## Instructions for the task
All that should be output is the block of lines below from the line with "Target: framed mirror" to the line with "Target: orange carrot stick", both included, exactly as written.

(Natural language region descriptions)
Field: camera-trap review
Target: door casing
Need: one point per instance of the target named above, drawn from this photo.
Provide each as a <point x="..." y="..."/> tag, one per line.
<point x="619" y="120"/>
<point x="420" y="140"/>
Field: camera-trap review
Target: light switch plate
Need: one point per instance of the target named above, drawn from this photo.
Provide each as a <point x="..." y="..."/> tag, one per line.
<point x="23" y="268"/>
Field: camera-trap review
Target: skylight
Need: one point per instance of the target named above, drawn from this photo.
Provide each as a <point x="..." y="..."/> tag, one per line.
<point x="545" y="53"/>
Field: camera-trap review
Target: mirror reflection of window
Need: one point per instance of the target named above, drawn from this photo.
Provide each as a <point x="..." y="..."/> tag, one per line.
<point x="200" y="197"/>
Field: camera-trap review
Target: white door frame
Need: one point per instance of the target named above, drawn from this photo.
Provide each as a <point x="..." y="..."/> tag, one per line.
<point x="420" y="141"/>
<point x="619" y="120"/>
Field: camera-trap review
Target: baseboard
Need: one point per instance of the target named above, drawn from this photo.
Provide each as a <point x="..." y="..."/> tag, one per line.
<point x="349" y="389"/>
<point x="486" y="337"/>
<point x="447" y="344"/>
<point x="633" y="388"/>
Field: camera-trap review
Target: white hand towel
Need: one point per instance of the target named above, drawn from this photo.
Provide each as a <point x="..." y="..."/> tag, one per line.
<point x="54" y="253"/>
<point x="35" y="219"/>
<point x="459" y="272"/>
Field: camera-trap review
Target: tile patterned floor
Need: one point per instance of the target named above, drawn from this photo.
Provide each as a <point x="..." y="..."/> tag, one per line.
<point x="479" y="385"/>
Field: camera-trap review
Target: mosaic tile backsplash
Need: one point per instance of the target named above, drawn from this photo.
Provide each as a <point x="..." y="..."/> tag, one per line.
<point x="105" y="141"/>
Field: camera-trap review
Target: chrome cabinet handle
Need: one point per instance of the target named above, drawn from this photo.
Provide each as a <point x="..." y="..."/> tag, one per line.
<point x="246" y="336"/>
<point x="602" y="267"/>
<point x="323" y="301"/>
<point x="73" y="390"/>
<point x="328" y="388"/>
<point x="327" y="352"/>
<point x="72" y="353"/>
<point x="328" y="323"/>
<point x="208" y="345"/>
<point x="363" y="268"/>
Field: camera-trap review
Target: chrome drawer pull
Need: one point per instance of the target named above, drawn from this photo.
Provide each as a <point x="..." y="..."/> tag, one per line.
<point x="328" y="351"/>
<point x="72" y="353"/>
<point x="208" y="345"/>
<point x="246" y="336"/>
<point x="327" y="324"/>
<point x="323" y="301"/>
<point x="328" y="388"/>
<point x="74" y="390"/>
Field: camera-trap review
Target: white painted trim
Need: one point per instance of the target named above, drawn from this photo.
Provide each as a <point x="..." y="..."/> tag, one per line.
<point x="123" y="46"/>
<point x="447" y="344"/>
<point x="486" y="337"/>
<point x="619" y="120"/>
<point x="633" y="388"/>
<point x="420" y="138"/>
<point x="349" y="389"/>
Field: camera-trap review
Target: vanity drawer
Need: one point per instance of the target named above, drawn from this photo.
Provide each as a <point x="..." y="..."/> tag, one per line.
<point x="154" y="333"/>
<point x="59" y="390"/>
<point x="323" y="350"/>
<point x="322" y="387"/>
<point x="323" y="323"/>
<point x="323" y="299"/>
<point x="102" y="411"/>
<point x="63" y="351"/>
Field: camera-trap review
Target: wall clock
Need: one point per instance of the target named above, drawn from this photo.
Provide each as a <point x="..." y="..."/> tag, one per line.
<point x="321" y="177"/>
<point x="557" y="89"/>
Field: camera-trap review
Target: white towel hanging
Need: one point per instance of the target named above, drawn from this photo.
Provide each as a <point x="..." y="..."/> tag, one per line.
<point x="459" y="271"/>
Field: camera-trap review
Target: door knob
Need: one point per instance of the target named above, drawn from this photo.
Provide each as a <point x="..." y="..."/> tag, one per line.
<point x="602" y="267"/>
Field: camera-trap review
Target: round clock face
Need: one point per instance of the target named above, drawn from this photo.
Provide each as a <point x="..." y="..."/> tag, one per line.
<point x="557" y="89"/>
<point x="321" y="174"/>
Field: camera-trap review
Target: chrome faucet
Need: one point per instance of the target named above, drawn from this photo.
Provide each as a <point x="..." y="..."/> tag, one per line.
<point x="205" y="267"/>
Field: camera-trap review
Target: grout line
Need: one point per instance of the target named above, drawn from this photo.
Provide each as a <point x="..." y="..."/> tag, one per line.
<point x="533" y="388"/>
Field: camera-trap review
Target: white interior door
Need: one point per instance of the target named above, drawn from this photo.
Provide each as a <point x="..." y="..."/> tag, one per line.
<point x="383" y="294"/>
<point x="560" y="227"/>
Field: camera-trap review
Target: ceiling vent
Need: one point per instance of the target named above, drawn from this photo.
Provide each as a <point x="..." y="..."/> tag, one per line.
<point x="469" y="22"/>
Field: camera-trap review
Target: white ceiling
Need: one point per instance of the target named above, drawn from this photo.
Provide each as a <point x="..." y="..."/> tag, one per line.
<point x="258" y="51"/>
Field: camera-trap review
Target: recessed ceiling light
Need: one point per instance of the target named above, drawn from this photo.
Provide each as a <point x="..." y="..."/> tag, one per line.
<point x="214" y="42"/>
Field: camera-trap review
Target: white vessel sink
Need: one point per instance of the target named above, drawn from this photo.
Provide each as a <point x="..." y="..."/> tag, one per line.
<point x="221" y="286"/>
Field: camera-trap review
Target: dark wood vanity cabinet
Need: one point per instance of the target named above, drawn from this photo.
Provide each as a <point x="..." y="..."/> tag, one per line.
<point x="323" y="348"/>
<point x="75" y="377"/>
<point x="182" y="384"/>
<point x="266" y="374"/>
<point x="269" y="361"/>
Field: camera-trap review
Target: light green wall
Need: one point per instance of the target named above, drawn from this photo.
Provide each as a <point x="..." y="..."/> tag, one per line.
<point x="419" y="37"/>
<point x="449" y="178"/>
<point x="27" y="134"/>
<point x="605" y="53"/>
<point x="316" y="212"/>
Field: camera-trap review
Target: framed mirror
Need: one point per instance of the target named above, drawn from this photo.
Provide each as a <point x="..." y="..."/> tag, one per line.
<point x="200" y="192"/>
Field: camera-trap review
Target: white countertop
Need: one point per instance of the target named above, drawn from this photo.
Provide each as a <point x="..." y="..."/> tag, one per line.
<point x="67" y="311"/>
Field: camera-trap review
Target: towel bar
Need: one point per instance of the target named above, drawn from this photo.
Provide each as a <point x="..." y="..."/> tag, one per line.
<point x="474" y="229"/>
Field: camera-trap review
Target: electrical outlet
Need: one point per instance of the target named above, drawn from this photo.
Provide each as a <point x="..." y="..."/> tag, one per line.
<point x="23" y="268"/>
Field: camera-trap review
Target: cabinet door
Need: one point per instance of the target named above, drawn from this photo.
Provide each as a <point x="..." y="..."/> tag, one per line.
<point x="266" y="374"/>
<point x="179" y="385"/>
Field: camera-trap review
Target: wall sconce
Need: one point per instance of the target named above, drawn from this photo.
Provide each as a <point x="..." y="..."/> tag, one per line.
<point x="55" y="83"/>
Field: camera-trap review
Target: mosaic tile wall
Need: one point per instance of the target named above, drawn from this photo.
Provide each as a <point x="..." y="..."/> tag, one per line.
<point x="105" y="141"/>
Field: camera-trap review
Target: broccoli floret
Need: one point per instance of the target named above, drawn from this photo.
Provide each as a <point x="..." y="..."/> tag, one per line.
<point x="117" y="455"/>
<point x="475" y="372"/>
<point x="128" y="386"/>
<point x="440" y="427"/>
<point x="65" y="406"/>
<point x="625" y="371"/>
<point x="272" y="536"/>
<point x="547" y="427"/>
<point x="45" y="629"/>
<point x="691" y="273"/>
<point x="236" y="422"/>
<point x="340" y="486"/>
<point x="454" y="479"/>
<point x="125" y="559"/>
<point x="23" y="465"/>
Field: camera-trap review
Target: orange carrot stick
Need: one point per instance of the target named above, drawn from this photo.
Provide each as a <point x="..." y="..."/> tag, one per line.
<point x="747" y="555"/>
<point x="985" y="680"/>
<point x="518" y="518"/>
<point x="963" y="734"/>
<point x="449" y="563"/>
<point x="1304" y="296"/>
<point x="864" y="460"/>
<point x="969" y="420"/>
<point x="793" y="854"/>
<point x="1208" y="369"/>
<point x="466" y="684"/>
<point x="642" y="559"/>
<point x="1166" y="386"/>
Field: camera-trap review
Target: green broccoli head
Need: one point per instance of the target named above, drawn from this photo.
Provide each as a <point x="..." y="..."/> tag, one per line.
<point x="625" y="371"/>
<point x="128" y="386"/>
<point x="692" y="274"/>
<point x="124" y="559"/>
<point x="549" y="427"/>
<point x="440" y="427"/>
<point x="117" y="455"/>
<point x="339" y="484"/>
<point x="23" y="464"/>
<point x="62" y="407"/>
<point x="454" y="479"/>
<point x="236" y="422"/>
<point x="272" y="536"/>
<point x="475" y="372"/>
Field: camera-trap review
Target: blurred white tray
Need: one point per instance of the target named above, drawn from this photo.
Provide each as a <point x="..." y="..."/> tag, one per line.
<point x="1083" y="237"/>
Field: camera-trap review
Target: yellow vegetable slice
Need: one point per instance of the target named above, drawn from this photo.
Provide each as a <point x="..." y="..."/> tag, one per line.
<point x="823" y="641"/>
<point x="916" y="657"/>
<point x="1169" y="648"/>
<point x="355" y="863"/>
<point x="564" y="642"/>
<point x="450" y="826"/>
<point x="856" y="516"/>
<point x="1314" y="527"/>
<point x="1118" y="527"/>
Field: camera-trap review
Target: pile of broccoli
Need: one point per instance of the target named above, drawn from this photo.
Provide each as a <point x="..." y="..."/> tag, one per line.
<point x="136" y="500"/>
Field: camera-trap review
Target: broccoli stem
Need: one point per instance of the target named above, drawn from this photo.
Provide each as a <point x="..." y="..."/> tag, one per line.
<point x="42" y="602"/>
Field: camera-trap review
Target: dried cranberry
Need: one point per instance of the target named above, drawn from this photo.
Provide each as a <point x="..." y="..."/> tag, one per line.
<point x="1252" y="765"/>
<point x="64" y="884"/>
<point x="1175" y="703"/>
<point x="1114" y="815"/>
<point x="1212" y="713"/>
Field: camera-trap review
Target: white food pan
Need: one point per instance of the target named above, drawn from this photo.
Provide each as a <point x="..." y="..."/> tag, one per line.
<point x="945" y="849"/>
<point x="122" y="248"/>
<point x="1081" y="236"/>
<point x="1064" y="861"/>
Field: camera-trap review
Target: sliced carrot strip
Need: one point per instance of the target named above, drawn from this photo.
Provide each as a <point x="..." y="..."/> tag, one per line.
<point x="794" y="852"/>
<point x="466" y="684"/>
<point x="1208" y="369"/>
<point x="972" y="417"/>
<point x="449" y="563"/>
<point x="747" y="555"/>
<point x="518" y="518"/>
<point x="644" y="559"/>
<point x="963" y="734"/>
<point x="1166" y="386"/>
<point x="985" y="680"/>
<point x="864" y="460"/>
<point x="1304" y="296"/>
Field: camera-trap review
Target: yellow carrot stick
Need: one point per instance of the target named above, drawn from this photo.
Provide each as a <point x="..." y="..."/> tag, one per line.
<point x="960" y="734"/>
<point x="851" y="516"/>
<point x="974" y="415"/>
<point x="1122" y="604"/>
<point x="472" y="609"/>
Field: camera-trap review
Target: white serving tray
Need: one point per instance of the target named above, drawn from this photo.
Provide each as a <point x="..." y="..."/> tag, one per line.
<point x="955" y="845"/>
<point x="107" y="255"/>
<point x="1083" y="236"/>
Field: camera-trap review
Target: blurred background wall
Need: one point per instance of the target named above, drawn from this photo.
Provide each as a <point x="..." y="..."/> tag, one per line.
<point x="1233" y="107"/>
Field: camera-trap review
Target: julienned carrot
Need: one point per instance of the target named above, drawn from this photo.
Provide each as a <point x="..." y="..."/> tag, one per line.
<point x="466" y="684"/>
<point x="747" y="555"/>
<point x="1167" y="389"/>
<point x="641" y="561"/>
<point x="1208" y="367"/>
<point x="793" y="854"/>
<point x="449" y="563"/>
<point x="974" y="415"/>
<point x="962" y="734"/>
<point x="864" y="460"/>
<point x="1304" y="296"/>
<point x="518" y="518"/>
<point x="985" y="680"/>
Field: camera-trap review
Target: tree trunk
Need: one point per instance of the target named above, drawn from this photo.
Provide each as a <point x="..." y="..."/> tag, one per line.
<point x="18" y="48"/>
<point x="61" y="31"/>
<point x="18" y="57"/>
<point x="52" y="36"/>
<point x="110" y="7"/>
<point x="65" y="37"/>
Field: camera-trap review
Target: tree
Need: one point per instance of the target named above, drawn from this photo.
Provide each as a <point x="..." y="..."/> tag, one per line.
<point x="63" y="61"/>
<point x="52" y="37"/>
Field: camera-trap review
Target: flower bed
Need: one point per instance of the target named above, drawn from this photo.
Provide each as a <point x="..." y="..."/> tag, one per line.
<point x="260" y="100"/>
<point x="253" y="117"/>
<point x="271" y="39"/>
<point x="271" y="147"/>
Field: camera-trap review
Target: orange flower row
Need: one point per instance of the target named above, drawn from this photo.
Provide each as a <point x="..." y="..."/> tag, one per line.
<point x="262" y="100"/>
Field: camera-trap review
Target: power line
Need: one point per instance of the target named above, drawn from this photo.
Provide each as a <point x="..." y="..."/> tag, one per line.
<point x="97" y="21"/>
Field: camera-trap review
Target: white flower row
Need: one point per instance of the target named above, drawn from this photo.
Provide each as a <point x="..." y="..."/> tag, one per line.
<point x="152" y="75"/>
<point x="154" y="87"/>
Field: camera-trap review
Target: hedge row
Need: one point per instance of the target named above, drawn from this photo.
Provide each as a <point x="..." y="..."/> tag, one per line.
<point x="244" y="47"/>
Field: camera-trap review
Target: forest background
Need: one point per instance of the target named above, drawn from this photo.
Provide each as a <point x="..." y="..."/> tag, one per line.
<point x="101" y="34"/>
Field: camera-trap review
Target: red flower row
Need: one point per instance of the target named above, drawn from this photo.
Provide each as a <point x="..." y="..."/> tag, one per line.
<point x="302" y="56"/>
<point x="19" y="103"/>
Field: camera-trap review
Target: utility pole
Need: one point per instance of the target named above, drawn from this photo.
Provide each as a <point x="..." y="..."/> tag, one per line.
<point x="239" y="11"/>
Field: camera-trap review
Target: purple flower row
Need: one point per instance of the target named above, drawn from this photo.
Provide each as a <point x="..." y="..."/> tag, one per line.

## Written answer
Target: framed mirror
Need: one point per instance of the target named above, drawn from this photo.
Provide each as a <point x="..." y="..."/> tag, one per line.
<point x="200" y="192"/>
Field: camera-trap review
Target: white countertop
Need: one point per instance of the target named above, drawn from this photo.
Provide each as a <point x="..." y="..."/> tag, one per line.
<point x="67" y="311"/>
Field: camera-trap review
Target: towel bar
Need: one point per instance of the target named above, drawn from this photo.
Provide each as a <point x="..." y="..."/> tag, one per line.
<point x="474" y="229"/>
Field: camera-trap review
Target: electrical outlet
Need: one point per instance of the target named above, drawn from this photo.
Provide each as a <point x="..." y="..."/> tag, one per line.
<point x="23" y="268"/>
Field: camera-trap review
Target: cabinet door
Need: one point per instance of the target named above, drawn from this photo.
Provide each as a <point x="..." y="..."/> tag, one per line.
<point x="266" y="374"/>
<point x="179" y="385"/>
Field: camera-trap review
Target: wall sconce
Need: one point per instance of the target named above, drawn from this photo.
Provide each as a <point x="..." y="..."/> tag, one per line.
<point x="55" y="83"/>
Field: camera-trap review
Target: mosaic tile wall
Need: one point per instance of the target named above, drawn from this photo.
Provide each as a <point x="..." y="..."/> tag, one per line.
<point x="105" y="141"/>
Field: camera-trap review
Target: broccoli floret
Need: one point per instance of the target named above, drawn from this photo.
Provide each as a <point x="..." y="..."/> tag, one per line.
<point x="117" y="455"/>
<point x="475" y="372"/>
<point x="128" y="386"/>
<point x="440" y="427"/>
<point x="65" y="406"/>
<point x="625" y="371"/>
<point x="272" y="536"/>
<point x="547" y="427"/>
<point x="45" y="629"/>
<point x="691" y="273"/>
<point x="236" y="422"/>
<point x="340" y="486"/>
<point x="454" y="479"/>
<point x="125" y="559"/>
<point x="23" y="465"/>
Field: camera-trap review
Target: orange carrot stick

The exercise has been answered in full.